Referring expression grounding data:
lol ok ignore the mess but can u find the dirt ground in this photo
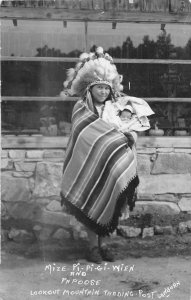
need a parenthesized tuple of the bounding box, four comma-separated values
(1, 233, 191, 300)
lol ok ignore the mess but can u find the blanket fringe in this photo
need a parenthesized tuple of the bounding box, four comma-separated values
(61, 175, 139, 237)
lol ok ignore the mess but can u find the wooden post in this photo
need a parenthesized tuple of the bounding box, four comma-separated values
(84, 21, 88, 52)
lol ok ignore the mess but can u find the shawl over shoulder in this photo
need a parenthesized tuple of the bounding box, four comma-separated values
(60, 99, 139, 236)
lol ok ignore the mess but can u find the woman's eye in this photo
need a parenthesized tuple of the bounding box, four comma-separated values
(96, 85, 110, 91)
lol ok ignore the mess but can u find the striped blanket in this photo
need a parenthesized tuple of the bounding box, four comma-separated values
(61, 99, 139, 236)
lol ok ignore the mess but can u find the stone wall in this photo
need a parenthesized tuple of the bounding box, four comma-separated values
(135, 146, 191, 215)
(1, 147, 191, 242)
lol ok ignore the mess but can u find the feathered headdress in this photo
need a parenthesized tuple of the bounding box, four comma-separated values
(62, 47, 123, 97)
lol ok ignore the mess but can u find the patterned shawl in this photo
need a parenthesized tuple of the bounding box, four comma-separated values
(61, 98, 139, 236)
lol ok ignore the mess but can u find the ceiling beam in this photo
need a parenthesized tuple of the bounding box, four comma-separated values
(0, 8, 191, 24)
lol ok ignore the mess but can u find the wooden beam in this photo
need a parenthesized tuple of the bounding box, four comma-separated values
(1, 96, 78, 102)
(1, 56, 79, 62)
(114, 59, 191, 65)
(137, 136, 191, 148)
(0, 8, 191, 24)
(144, 98, 191, 103)
(2, 136, 69, 149)
(2, 56, 191, 64)
(0, 0, 190, 13)
(1, 96, 191, 102)
(2, 136, 191, 149)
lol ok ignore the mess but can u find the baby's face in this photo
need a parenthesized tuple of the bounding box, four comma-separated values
(120, 109, 132, 120)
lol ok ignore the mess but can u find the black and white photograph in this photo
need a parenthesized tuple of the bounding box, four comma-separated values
(1, 1, 191, 299)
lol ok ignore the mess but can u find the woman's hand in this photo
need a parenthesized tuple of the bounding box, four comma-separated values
(123, 131, 137, 148)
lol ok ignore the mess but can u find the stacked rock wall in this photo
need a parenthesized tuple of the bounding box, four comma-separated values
(136, 146, 191, 215)
(1, 146, 191, 242)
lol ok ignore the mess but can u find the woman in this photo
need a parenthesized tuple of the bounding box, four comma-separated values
(60, 47, 153, 263)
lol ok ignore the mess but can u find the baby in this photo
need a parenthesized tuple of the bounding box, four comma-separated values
(102, 97, 152, 134)
(119, 106, 133, 122)
(117, 104, 135, 129)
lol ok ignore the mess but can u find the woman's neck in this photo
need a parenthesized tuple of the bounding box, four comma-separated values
(95, 102, 104, 107)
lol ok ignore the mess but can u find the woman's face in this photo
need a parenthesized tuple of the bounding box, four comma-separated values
(91, 84, 110, 105)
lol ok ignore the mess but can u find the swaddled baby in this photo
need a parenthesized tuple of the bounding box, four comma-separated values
(102, 96, 153, 133)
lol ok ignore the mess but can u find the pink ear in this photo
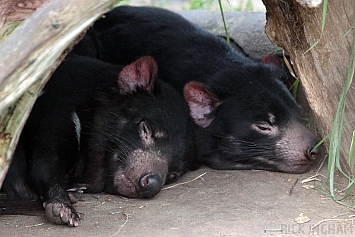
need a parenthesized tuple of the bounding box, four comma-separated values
(261, 55, 282, 68)
(184, 81, 222, 128)
(118, 56, 158, 94)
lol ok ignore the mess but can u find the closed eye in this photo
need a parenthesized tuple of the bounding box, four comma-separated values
(252, 122, 278, 136)
(257, 124, 271, 131)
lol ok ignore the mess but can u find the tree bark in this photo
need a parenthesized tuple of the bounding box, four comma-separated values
(262, 0, 354, 173)
(0, 0, 120, 186)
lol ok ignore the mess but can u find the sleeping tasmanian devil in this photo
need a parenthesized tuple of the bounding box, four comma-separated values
(1, 54, 198, 226)
(75, 5, 322, 173)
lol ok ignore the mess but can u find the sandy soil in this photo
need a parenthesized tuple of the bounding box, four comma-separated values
(1, 3, 353, 237)
(1, 166, 354, 237)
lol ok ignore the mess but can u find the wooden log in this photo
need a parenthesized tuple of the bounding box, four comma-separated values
(262, 0, 354, 173)
(0, 0, 121, 186)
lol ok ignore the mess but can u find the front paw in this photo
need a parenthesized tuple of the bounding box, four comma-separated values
(43, 202, 81, 227)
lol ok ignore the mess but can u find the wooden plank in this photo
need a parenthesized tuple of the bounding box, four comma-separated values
(0, 0, 121, 185)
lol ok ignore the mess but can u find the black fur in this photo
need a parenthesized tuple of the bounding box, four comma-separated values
(2, 54, 198, 226)
(74, 6, 321, 173)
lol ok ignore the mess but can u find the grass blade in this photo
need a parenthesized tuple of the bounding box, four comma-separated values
(304, 0, 328, 54)
(349, 130, 355, 174)
(326, 0, 355, 203)
(218, 0, 230, 44)
(321, 0, 328, 33)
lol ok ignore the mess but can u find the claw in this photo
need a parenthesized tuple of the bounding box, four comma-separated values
(44, 202, 81, 226)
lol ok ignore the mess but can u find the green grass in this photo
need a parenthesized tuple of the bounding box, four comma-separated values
(184, 0, 256, 11)
(183, 0, 214, 10)
(265, 0, 355, 208)
(306, 0, 355, 208)
(218, 0, 230, 44)
(122, 0, 355, 208)
(233, 0, 254, 11)
(120, 0, 259, 11)
(304, 0, 328, 54)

ASSIGNMENT:
Could you set down, word for word, only the lines above from the line with "lol ok ignore the mess but can u find the tree" to the line with "lol ok ignore the mess but can u find the sandy", including both?

PROBLEM SOLUTION:
lol ok ignore the mess but can u find the tree bark in this photo
need a parenthesized tuple of the bounding box, four comma-separated values
(262, 0, 354, 173)
(0, 0, 120, 186)
lol ok ignore the mess but can u find the sleeping tasmanian devil in this photo
need a parenthesized tuple of the bounding box, four comma-separated values
(1, 54, 198, 226)
(75, 5, 322, 173)
lol ok ignore the mess but can u find the sandy soil in this photo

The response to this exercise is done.